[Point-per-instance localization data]
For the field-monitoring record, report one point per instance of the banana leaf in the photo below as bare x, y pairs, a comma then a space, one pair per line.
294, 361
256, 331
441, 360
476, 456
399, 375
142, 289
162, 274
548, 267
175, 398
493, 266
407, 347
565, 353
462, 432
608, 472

**Task prompt:**
Repeat the data above, word for word.

**Answer for this exercise:**
For the field-monitoring record, report one point per instance of the banana leaf in the photo below as bare x, y pairs, a comma then a space, one pair per line.
294, 361
256, 331
441, 360
476, 456
399, 375
142, 289
162, 274
548, 267
175, 398
493, 266
407, 347
565, 353
462, 432
608, 472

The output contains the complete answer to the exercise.